Hamas’ın yaptığının affedilir tarafı yok. Hangi nedenle olursa olsun izah edilemez. İsrail’in karşılığı olsa olsa insanlığa karşı suçun daniskası. Hamas’ı kınayıp, İsrail’e ses çıkarmamak, aksine sonuna kadar yanındayız mesajları vermek ayıp kavramına ayıp.
Belki yıllar sonra Hamas’I bu saldırıyı yapmaya kimin ya da kimlerin ittiğini öğreneceğiz. Ama sonuçta olan masum kadın erkek sivillere, çocuklara oluyor.
Peki İsrail bütün Filistinlileri Gazze’den sürse Ortadoğu’ya barış gelir mi? Asla. Peki Hamas esas büyük zararı kendi halkına verdiğinin bilincinde mi? Bilincine varsa ne olur, varmasa ne olur, iş işten geçti. Bu arada Rusya Ukrayna savaşı bitti de bizim mi haberimiz yok!..

• _Yapılacak iş_:
Hamas ile İsrail üzerine olan yazıyı, son cümlesinden sonra kaldığı yerden sürdürür müsünüz? Kayıtlar başka bir kaynaktan alınmıştır.

• _Kayıt alıntıları_:
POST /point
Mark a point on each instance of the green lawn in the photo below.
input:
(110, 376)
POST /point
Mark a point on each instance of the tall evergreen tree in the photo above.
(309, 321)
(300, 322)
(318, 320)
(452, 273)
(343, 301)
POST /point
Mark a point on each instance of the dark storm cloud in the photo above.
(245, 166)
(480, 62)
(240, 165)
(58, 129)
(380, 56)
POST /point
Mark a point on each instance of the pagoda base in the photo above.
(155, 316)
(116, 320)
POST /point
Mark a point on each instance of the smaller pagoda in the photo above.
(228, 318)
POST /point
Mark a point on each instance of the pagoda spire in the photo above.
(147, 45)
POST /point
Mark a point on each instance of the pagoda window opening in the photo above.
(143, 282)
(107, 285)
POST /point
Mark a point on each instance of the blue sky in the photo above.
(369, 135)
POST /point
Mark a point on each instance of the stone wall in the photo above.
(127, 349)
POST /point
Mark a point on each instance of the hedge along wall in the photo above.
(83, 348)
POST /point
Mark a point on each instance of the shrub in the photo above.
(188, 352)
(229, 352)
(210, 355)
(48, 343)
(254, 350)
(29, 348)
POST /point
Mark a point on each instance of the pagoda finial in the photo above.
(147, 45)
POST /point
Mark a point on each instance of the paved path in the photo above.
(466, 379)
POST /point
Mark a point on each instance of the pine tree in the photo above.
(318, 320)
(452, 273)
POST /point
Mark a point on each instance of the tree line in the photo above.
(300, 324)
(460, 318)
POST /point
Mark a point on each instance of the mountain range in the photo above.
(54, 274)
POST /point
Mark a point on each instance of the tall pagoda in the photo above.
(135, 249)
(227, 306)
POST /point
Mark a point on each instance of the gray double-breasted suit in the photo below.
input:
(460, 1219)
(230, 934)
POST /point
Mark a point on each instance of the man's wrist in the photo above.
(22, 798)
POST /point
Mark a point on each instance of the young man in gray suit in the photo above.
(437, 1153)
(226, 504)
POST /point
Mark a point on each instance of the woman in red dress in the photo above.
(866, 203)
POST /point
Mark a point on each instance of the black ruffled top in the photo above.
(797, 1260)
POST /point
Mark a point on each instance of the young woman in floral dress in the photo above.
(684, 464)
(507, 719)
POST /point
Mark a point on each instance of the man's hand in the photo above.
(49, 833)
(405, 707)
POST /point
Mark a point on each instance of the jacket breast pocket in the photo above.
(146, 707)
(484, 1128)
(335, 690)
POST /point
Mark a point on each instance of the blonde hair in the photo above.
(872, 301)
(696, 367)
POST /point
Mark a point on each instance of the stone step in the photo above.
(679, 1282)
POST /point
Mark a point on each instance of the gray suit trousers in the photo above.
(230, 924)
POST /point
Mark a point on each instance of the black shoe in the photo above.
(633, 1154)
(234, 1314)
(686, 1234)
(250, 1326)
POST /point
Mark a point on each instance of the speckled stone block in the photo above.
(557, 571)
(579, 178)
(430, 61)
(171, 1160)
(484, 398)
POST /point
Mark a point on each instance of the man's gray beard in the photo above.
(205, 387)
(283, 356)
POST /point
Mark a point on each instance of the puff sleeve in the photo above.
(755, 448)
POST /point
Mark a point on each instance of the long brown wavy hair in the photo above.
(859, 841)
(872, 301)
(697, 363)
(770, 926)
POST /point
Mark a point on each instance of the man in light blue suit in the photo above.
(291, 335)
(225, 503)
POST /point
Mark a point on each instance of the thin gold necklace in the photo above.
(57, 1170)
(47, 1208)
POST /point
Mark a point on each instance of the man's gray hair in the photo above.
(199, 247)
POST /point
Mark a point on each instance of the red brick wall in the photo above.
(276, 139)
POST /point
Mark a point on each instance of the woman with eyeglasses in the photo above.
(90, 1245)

• _Sonuç_:
En kötü insan huyu, insanlık trajedilerine alışmak, vahşetin haber değerinin giderek sıradanlaşması, değer yitirmesi olsa gerek.
Bütün bunlar olup biterken bir heyetle birlikte, kısa süreliğine, bir dizi toplantıya katılmak üzere Brüksel’e gitmiştik. Son Brüksel ziyaretimizde, 24 Şubat 2021’de Rusya Ukrayna ile savaş başlatmıştı, bu gittiğimizde de Hamas İsrail’e saldırdı.
Bunu dile getirdiğimizde bir kara mizah olarak, “aman bir daha buralara gelmeyin, ayağınız uğurlu gelmiyor” dediler. Ben de cevaben “gelmememizi istiyorsanız Türkiye’yi AB’ye üye yapıp sorunları çözün, bir daha buraların hava sahasından bile geçmem !” dedim.
Dünya’nın içine girdiği kaotik süreç galiba Türkiye – AB ilişkilerinde az da olsa işbirliğine geri dönüşe katkı sağlayacak.
Doğrusunu söylemek gerekirse Brüksel’e gederken ilişkiler adına oldukça karamsar bir tabloyla karşı karşıyaydık. Avrupa Parlamentosu’nun Türkiye raportörü Sanchez Amor hazırladığı raporda, Türkiye ile AB arasındaki ilişkinin tam üyelik rayından çıkartılmasını talep etmiş, Parlamento raporu büyük bir çoğunlukla genel kurulunda kabul etmişti.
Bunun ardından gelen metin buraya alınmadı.